WORK INSTRUCTIONS> From the configuration parameter reference, reproduce word for word the portion starting with "jit_inline_above_cost" and going on through "-1 disables inlining.".

Prepared statements (explicitly prepared or implicitly generated, such as PL/pgSQL) can be executed using custom or generic plans.

  • Custom plans are regenerated for each execution using their specific parameter value sets, while generic plans do not depend on parameter values and can be reused across executions. Therefore, using generic plans can save planning time, but if the optimal plan heavily depends on parameter values, generic plans may be inefficient.
  • This setting is considered when executing cached plans, not when preparing plans.
Data type Default value Value range Setting category
enum auto auto / force_custom_plan / force_generic_plan master;session;reload


JIT (Just in Time) configuration parameters

jit


Does YMatrix allow the use of JIT compilation?

Data type Default value Setting category
boolean on master;session;reload

jit_above_cost


Set the query cost threshold for enabling JIT (Just-in-Time) compilation. If the query cost exceeds this value, JIT compilation will be enabled [https://www.postgresql.org/docs/12/jit.html].

  • Executing JIT consumes some planning time but can accelerate query execution.
  • Setting this value to -1 disables JIT compilation.
Data type Default value Value range Setting category
floating point 100000 -1 ~ DBL_MAX master;session;reload

jit_debugging_support


If LLVM has the required functionality, register the generated functions with GDB. This makes debugging easier.

  • This parameter can only be set when the server starts or when the client connection starts.
Data type Default value Setting category
boolean off master;session;reload;superuser

jit_dump_bitcode


Write the generated LLVM IR to the file system, in the data_directory.

  • This is only useful for internal processing of JIT implementations.
  • Only superusers and users with the appropriate SET permissions can change this setting.
Data type Default value Setting category
boolean off master;session;reload;superuser

jit_expressions

When JIT compilation is enabled, expressions can be JIT compiled.

Data type Default value Setting category
boolean on master;session;reload

jit_inline_above_cost


Set the query cost threshold for JIT compilation attempts to inline functions and operators.

  • If the query cost exceeds this value, JIT compilation will attempt to inline. Inlining increases planning time but can improve execution speed.
  • Setting this parameter to a value less than jit_above_cost is meaningless.
  • Setting this parameter to -1 disables inlining.
Data type Default value Value range Setting category
floating point 500000 -1 ~ DBL_MAX master;session;reload

jit_optimize_above_cost


Set the query cost threshold for applying JIT compilation optimizations.

  • If the query cost exceeds this value, JIT compilation will apply more expensive optimizations. These optimizations increase planning time but can improve execution speed.

Pointing dataset excerpts:
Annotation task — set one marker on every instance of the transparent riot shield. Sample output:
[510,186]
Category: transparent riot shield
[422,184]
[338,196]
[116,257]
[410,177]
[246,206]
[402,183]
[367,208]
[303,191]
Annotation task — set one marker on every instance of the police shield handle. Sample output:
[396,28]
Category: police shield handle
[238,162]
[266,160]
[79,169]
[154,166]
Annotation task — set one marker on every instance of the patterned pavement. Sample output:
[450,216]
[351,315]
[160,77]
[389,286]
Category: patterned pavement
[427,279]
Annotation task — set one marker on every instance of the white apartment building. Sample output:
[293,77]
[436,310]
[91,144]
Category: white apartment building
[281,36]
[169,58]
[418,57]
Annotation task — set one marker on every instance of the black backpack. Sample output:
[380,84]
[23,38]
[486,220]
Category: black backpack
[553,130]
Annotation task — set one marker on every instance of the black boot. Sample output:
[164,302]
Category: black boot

SOLUTION>
jit_inline_above_cost


Set the query cost threshold for JIT compilation attempts to inline functions and operators.

  • If the query cost exceeds this value, JIT compilation will attempt to inline. Inlining increases planning time but can improve execution speed.
  • Setting this parameter to a value less than jit_above_cost is meaningless.
  • Setting this parameter to -1 disables inlining.